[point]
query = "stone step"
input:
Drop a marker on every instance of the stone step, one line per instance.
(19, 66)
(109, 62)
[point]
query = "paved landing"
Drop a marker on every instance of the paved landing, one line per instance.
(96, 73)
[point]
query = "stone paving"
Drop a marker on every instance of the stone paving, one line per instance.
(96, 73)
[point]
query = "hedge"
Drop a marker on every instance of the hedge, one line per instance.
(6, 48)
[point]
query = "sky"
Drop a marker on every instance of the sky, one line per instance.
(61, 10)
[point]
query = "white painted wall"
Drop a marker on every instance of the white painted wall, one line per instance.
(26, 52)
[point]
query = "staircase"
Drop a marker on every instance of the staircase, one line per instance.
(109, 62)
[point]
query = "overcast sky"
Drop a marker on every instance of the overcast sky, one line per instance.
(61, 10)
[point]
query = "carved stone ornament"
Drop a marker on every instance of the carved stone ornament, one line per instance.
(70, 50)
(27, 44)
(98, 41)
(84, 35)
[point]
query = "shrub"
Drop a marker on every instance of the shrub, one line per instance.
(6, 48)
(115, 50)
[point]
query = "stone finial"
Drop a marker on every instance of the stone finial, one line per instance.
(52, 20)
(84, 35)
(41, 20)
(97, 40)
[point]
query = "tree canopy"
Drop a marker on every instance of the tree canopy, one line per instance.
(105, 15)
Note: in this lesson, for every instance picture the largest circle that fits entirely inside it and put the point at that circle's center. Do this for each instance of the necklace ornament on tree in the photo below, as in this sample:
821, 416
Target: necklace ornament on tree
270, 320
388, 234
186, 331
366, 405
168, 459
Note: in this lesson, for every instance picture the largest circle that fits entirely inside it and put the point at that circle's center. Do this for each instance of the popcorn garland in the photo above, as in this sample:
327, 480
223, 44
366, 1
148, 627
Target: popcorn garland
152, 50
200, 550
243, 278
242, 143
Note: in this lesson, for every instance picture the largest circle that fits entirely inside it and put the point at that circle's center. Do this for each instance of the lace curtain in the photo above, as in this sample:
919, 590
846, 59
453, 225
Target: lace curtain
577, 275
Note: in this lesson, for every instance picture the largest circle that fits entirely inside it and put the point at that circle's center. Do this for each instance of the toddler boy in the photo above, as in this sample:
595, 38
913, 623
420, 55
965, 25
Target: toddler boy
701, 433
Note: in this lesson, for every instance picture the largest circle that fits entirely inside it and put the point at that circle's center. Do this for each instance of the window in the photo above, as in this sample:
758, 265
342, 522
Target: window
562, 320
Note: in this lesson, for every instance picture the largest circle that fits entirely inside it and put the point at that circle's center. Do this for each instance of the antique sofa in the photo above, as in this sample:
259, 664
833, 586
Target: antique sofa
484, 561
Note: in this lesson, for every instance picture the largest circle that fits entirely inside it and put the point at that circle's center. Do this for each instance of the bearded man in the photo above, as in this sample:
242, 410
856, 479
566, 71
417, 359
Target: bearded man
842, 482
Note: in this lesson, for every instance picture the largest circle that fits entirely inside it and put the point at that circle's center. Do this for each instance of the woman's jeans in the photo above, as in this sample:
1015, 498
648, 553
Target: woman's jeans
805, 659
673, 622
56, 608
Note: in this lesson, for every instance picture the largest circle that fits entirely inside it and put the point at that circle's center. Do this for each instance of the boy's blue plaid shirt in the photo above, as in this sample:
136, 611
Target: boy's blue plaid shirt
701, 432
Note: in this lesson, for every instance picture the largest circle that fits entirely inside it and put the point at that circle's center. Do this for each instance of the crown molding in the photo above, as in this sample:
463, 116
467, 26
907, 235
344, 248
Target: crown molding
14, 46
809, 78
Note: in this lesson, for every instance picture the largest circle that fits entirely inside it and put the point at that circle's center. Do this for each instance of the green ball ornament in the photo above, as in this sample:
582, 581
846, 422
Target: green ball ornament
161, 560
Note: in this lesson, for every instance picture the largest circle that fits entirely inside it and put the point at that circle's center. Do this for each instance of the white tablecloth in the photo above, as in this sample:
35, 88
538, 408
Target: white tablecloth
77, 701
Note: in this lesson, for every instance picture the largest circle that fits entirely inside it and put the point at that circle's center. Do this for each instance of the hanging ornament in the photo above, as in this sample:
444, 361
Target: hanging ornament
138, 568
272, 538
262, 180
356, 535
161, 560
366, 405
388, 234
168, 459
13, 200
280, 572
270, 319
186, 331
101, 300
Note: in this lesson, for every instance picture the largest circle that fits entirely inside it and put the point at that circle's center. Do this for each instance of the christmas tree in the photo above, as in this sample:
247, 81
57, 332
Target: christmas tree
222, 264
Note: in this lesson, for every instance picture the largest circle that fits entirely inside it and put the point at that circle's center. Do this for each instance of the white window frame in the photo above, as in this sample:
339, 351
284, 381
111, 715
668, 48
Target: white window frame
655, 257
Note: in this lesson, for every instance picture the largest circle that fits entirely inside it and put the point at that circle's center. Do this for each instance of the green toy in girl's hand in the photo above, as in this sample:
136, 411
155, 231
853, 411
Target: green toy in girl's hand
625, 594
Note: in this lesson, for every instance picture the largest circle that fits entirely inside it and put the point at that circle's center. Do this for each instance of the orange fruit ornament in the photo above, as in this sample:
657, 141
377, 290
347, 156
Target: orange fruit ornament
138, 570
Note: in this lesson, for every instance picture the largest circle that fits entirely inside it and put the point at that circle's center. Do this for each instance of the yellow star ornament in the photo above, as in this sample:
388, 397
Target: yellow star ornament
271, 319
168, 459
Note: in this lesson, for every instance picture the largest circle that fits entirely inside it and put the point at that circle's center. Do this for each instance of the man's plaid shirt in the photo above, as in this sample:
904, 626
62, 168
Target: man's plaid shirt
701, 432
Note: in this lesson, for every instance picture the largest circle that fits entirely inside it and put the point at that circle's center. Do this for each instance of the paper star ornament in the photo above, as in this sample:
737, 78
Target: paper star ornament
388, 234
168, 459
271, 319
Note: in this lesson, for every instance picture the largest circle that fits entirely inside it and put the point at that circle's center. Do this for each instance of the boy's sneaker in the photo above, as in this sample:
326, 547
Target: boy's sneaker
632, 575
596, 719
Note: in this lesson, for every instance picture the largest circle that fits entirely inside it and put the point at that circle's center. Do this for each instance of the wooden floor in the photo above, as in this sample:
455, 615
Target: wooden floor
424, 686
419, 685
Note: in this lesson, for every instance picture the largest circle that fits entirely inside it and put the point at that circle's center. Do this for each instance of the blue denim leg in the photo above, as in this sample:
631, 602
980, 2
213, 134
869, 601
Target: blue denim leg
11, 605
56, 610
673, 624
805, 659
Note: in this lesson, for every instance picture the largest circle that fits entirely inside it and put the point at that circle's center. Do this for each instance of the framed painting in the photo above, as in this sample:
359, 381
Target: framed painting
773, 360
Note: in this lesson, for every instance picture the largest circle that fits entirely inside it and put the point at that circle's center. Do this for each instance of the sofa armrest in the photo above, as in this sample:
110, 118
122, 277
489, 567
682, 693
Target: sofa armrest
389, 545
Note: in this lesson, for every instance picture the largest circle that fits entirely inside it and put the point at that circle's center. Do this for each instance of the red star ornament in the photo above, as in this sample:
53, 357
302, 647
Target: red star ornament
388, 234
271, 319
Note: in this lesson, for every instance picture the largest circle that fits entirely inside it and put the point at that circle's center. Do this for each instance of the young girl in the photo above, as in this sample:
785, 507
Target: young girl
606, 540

____________________

• [Exercise instructions]: Repeat each entry above exactly as shown.

• [Answer to the exercise]:
[point]
query = "stone step"
input:
Drop a marker on every instance of the stone step, one line per instance.
(19, 66)
(109, 62)
[point]
query = "paved landing"
Drop a marker on every instance of the paved landing, one line per instance.
(96, 73)
[point]
query = "stone paving"
Drop a marker on every instance of the stone paving, one line per instance.
(96, 73)
[point]
query = "hedge"
Drop a marker on every instance of the hedge, one line per instance.
(6, 48)
[point]
query = "sky"
Drop a marker on every instance of the sky, one line per instance.
(61, 10)
[point]
query = "white painted wall"
Drop a marker on every instance of the white painted wall, one line per instance.
(26, 52)
[point]
query = "staircase"
Drop a marker on every instance of the staircase, one line per instance.
(109, 62)
[point]
query = "overcast sky"
Drop a marker on every instance of the overcast sky, one line per instance.
(61, 10)
[point]
query = "carved stone ornament"
Drop a marker on every instance of the carved stone ornament, one line per instance.
(70, 50)
(27, 44)
(98, 41)
(84, 35)
[point]
query = "shrub"
Drop a marker on every instance of the shrub, one line per instance.
(6, 48)
(115, 50)
[point]
query = "stone finial"
Drop a marker on every instance of the stone finial, one line per instance.
(52, 20)
(84, 35)
(41, 20)
(97, 40)
[point]
query = "tree canopy"
Drop a marker on every instance of the tree canopy, one line per instance.
(105, 15)
Note: in this lesson, for every instance picture the largest circle that fits entirely inside it and put the point at that circle's center. Do this for each instance of the necklace ornament on tree in the photo below, as in this sample:
821, 416
Target: necklace ornament on tree
270, 320
388, 234
186, 331
366, 405
168, 459
Note: in this lesson, for every instance picture the largest circle that fits entirely inside it and put the point at that circle's center. Do this for each instance of the popcorn garland in the photo above, as in this sample:
327, 480
223, 44
366, 1
148, 627
Target: popcorn garland
152, 50
200, 550
243, 278
242, 143
Note: in this lesson, for every instance picture the largest circle that fits entirely inside it and put the point at that circle's center. Do this for each instance of the lace curtain in the photo above, as in this sample:
919, 590
846, 59
453, 225
Target: lace curtain
577, 275
Note: in this lesson, for every instance picture the largest circle that fits entirely inside it and put the point at that circle's center. Do this for each instance of the toddler boy in the photo above, as in this sample:
595, 38
913, 623
420, 55
965, 25
Target: toddler boy
701, 433
Note: in this lesson, for every instance picture the largest circle that fits entirely inside it and put the point at that circle's center. Do this for each instance of the window in the photo above, as in this sample:
758, 265
342, 522
Target: window
562, 320
Note: in this lesson, for every instance picture the largest circle that fits entirely inside it and put the point at that circle's center. Do this for each instance of the antique sofa in the photo above, as in this sample:
259, 664
833, 586
Target: antique sofa
484, 561
Note: in this lesson, for every instance picture the largest circle that fits entirely inside it and put the point at that circle's center. Do this for each instance of the bearded man in the photo above, as in this sample:
242, 410
856, 479
566, 71
417, 359
Target: bearded man
842, 482
Note: in this lesson, for every instance picture the largest circle that fits entirely inside it and put the point at that circle's center. Do this for each instance of the woman's jeans in the photo above, as in this sample:
1015, 498
648, 553
Target: woman's jeans
805, 659
673, 622
56, 608
Note: in this lesson, for every instance picture the largest circle that fits entirely inside it and put the point at that circle's center. Do this for each instance of the boy's blue plaid shirt in the photo above, as in this sample:
136, 611
Target: boy's blue plaid shirt
701, 432
Note: in this lesson, for every instance picture the largest circle that fits entirely inside it and put the point at that circle's center. Do this for each instance of the crown molding in the photo above, as in this sample:
463, 116
467, 26
907, 235
344, 248
Target: crown molding
14, 46
809, 78
Note: in this lesson, for every instance picture the largest circle that fits entirely inside it and put the point at that circle's center. Do this for each instance of the green ball ornament in the photo above, as in this sample:
582, 581
846, 422
Target: green ball ornament
161, 560
Note: in this lesson, for every instance picture the largest circle that fits entirely inside it and put the point at that circle's center. Do this for each instance of the white tablecloth in the photo above, as in this sample:
35, 88
538, 408
Target: white tablecloth
77, 701
Note: in this lesson, for every instance picture the largest circle that fits entirely inside it and put the point at that circle's center. Do this for each instance of the hanging ornament in the photo above, as in this sample:
444, 361
Target: hanging ornament
138, 568
272, 538
262, 180
356, 535
161, 560
366, 405
388, 234
168, 459
13, 200
280, 572
270, 319
186, 331
101, 300
Note: in this lesson, for every instance picture the largest circle that fits entirely inside it and put the point at that circle's center. Do this for each instance of the christmas tree in the photo above, as in this sample:
247, 81
57, 332
Target: christmas tree
222, 264
Note: in this lesson, for every instance picture the largest circle that fits entirely inside it and put the point at that circle's center. Do this for each instance of the white window frame in the photo above, as in this sample:
339, 351
284, 381
111, 715
668, 48
Target: white window frame
655, 257
Note: in this lesson, for every instance picture the largest circle that fits entirely inside it and put the point at that circle's center. Do this for each instance of the green toy in girl's hand in the photo above, as in this sample:
136, 411
155, 231
853, 411
Target: green toy in girl's hand
625, 594
Note: in this lesson, for every instance picture the largest circle that fits entirely inside it and put the point at that circle's center. Do this for each instance of the orange fruit ornament in the photo above, as in this sample:
657, 141
377, 290
347, 156
Target: orange fruit ornament
138, 570
Note: in this lesson, for every instance picture the largest circle that fits entirely inside it and put the point at that circle's center. Do this for each instance of the yellow star ornament in the photo above, as in this sample:
388, 397
Target: yellow star ornament
271, 319
168, 459
Note: in this lesson, for every instance picture the largest circle that fits entirely inside it and put the point at that circle's center. Do this for each instance of the man's plaid shirt in the photo above, as in this sample:
904, 626
62, 168
Target: man's plaid shirt
701, 432
Note: in this lesson, for every instance picture the largest circle that fits entirely inside it and put the point at that circle's center. Do this for each instance of the paper star ornament in the photo above, as in this sample:
737, 78
Target: paper star ornament
388, 234
168, 459
271, 319
Note: in this lesson, for every instance picture the largest circle that fits entirely inside it and put the point at that circle's center. Do this for each instance of the boy's sneaker in the photo above, as in this sample:
326, 547
Target: boy's sneaker
632, 575
596, 719
Note: in this lesson, for every instance picture the largest circle that fits entirely inside it and put the point at that circle's center. Do this for each instance of the wooden floor in the photo above, as in this sample:
455, 615
Target: wooden floor
424, 686
419, 685
Note: in this lesson, for every instance picture the largest circle that fits entirely inside it and put the point at that circle's center. Do this for each instance of the blue denim leg in the photo above, as in this sample:
631, 602
980, 2
213, 134
869, 601
Target: blue denim leg
11, 605
56, 610
673, 624
805, 659
Note: in this lesson, for every instance picture the largest circle that fits entirely inside it and put the point at that circle's center. Do this for each instance of the framed painting in the photo above, as in this sample:
359, 381
Target: framed painting
773, 360
Note: in this lesson, for every instance picture the largest circle that fits entirely inside it and put the point at that circle's center. Do this for each instance of the sofa armrest in the photo above, as in this sample:
110, 118
122, 277
489, 567
682, 693
Target: sofa armrest
389, 545
Note: in this lesson, for every instance picture the largest circle that fits entirely inside it and put the point at that circle's center. Do this for each instance of the red star ornament in the photo above, as in this sample:
53, 357
302, 647
Target: red star ornament
388, 234
271, 319
Note: in this lesson, for every instance picture the largest circle that fits entirely inside it and put the point at that circle's center. Do this for each instance of the young girl in the photo above, as in this sample:
785, 507
Target: young girl
606, 540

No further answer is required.